▶ _Article_:
********************

The OECD has warned the RBA not to cut interest rates over fears it could inflame the property bubble further. The OECD carries credibility as a body representing many of the richest countries in the world. Their words serve as another reminder of the dangers facing investors and the broader economy:
‘The continuing property market momentum adds to the risk of a sharp correction.’
In other words, the OECD believe the RBA should put off lowering interest rates below 2%. Doing so could add to inflationary concerns surrounding the property market.
They’re not wrong on that. Assets like property are a hot commodity when borrowing becomes cheaper. Any interest rate cut would inevitably lead investors towards asset purchases. Home loan borrowers are the most obvious beneficiaries. Lower repayments make property more attractive to both investors and first home buyers.
If property prices grew to unsustainable levels, they’d be at risk of crashing. That would lead to rising loan defaults. As a result, average household debts could spiral out of control. The knock on effects of this could put the economy at risk of a recession.
But their assessment of the property market may be misplaced.
Australian property may be growing quickly, but it’s not doing so equitably. The rapid growth is largely confined to Sydney and, to a lesser extent, Melbourne. That’s important because it lessens the risks posed to the rest of the nation. And it means that the RBA can’t just concentrate on Sydney or Melbourne when making decisions in the interests of the entire nation. That’s why we need to closely as to whether the OECD’s assessment is correct.
How valid is the OECD’s claim that Australia has a housing bubble?
One person who flatly denies the idea is Treasurer Joe Hockey. He doesn’t think Australia has a housing bubble at all. He explains:
‘When you look around the world, bubbles have burst in real estate when there has been too much supply and not enough demand. Whether it be in China, the UK, Ireland or the US, that’s when bubbles burst. I’d say we’re a very long way from that in Australia’.
He’s right in one respect. Australia as a nation probably doesn’t have a housing bubble. Investor confidence in cities outside Sydney and Melbourne is lukewarm at best. By now you may have seen that property prices outside the two biggest cities are either flat or falling. Brisbane barely grew last year, while house prices in Perth fell by 1.6%.

********************

▶ _Work instructions_:
A - In the article on the OECD's warning to the RBA, by how much did house prices in Perth fall last year?
B - Carry on the article about the OECD's warning and Australia's housing market, starting right after its final sentence.

▶ _Available data_:
********************

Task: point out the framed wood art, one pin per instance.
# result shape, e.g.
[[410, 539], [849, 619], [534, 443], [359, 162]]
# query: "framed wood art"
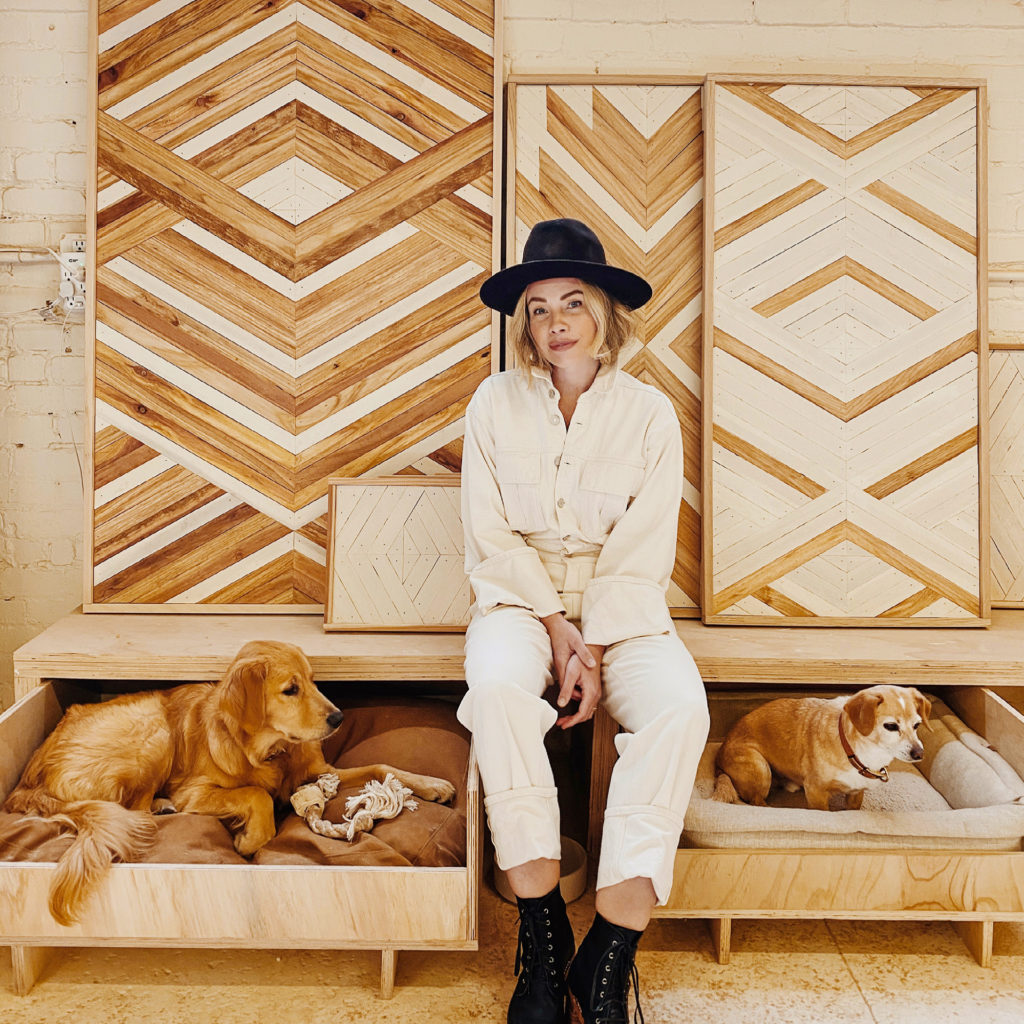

********************

▶ _Answers in order_:
A - They fell by 1.6%.

B -
That makes the property bubble — if there is one — Sydney centric. We can include Melbourne in that basket as well. But its 7% growth in the past year is well below Sydney’s 14%.
We’re left with Sydney as the only city the government and RBA need to watch closely. There is no doubt that Sydney house prices are growing rapidly. Median house prices are hovering around the $1 million mark. But the rest of the country is nowhere near approaching bubble proportions.
Since the government doesn’t believe we’re in a property bubble, they want to see housing affordability improved. In doing so, the hope is that it would act as a restrain on house prices.
The government’s approach for keeping a lid on house prices
Mr Hockey suggests that the way to temper house prices is to increase supply in the market. He explains:
‘What we’ve seen is a massive increase in housing construction in the last year. It’s up 18%, which is 30,000 more dwellings being constructed than last year than the year before. That’s the best way to respond to elevated prices.’
There is some truth to his claims. Vacancy rates in Sydney remain low, because demand remains so high. But it’s not just local investors and home owners pushing up prices.
Sydney, more than any other Australian city, is attracting the largest share of foreign investors.
Foreign investors are equally responsible for pushing Sydney’s growth rate above 14% in the past year. For the government to see house prices fall, they’ll need to curb foreign investments while increasing housing supply. How are they going to do this?
Mr Hockey points to new restrictions on foreigners investing in Australia as evidence. But he’s severely overestimating the impact of this.
Foreign investors are slugged with a $5,000 application fee for homes worth up to $1 million. Above that, the fee rises to $10,000. But let’s be honest, what’s $10,000 to a cashed up foreign investor? A drop in the ocean. If you’re going to drop five million on a harbour side property, you’re not going to make a fuss over a $10,000 fee. That’s hardly going to deter foreigners from buying up Aussie real estate.
But there is another aspect here that we’ve overlooked so far. And that’s the prospect of the RBA raising interest rates. Some economists think that recent positive economic data could push them to raise rates. That would have a downward effect on prices, as borrowing and loan repayment rates surge.
That would probably be the most effective way of clamping down on house prices in Sydney. For that to happen, the economy would need to keep growing steadily. And that’s not something we can rely on.
So for the time being, it seems certain that the housing market will get bigger before it contracts. Economists will continue to point the finger at Sydney house prices as a sign that the market is in a bubble. And institutions like the OECD will keep lumping the whole of Australia in the same basket as Sydney.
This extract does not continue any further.